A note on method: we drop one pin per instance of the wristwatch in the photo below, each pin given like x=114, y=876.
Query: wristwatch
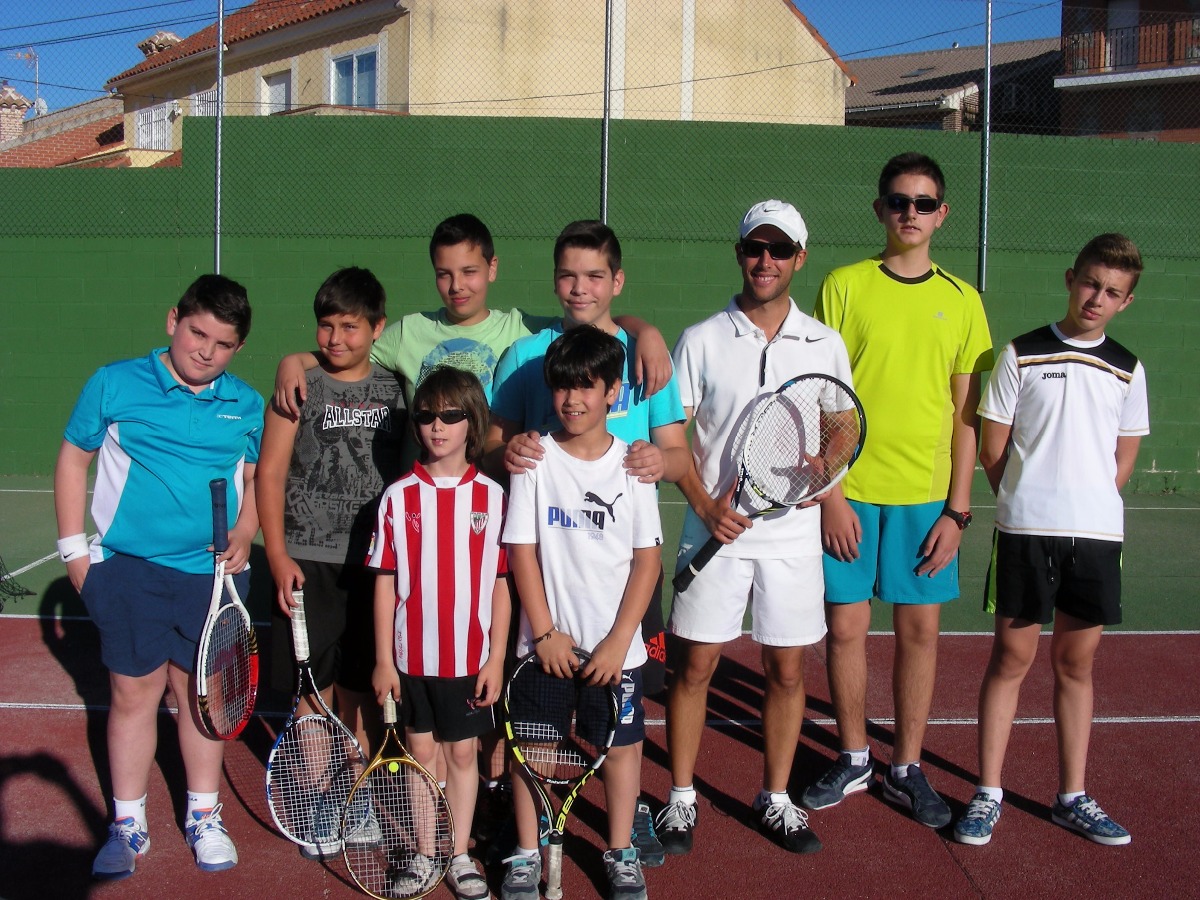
x=960, y=519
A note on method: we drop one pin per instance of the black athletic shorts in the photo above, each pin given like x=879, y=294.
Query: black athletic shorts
x=1032, y=575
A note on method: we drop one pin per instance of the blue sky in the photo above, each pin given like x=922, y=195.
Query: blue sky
x=82, y=43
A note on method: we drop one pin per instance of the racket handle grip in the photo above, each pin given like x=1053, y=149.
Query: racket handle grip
x=217, y=487
x=555, y=868
x=299, y=628
x=688, y=574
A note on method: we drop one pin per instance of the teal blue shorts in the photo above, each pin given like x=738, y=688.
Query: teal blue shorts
x=888, y=558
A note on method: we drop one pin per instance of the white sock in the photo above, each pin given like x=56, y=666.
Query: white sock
x=131, y=809
x=683, y=795
x=198, y=802
x=994, y=793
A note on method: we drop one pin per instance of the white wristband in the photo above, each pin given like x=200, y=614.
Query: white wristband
x=73, y=547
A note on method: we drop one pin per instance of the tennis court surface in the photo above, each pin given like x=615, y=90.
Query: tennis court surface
x=1144, y=765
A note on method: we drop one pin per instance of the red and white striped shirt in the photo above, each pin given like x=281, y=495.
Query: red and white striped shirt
x=443, y=541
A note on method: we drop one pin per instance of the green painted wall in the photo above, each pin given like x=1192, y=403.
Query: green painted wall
x=90, y=261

++++++++++++++++++++

## TASK DESCRIPTION
Convert the rows above into a JSON list of strings, with one string per line and no blank lines. Leave out the picture lines.

## SOLUTION
[
  "A note on method: we drop one pin per instance of the wristwatch in the photo below, each pin given like x=114, y=876.",
  "Query: wristwatch",
  "x=960, y=519",
  "A note on method: we drop one pin per instance of the black athletic shorts in the photo above, each pin given like x=879, y=294.",
  "Query: black athletic shorts",
  "x=1032, y=575",
  "A note on method: we drop one pin per instance of the blue sky in the photo above, each pin given like x=922, y=195.",
  "Query: blue sky",
  "x=82, y=43",
  "A note on method: we drop one pin per instance of the racket handle grip in the photo above, each pin given like x=1053, y=149.",
  "Query: racket handle grip",
  "x=217, y=487",
  "x=555, y=868",
  "x=299, y=628",
  "x=688, y=574",
  "A note on method: we drop one pin per instance of the teal blue shorts in the photo above, each pin given like x=738, y=688.",
  "Query: teal blue shorts",
  "x=888, y=558",
  "A note on method: we drop one pin per instance of the white sock in the photo above, each pin given like x=56, y=666.",
  "Query: white sock",
  "x=131, y=809",
  "x=683, y=795",
  "x=198, y=802",
  "x=994, y=793",
  "A note on method: we drop one pin per instance of the white wristband in the photo above, each pin given like x=200, y=614.",
  "Query: white wristband",
  "x=73, y=547",
  "A note on method: we drop one pin per instance of the tennis court surface in the photo above, each pin given like x=615, y=90.",
  "Query: tennis court surface",
  "x=1144, y=765",
  "A note on method: we drop one pin per instance of the red and white striped shirt in the photo above, each pin given like x=281, y=495.",
  "Query: red and white striped shirt",
  "x=443, y=541",
  "A note on method: we drop one pin per instance of the green painted wall in the photo above, each pin given like x=1192, y=403.",
  "Query: green painted wall",
  "x=90, y=261"
]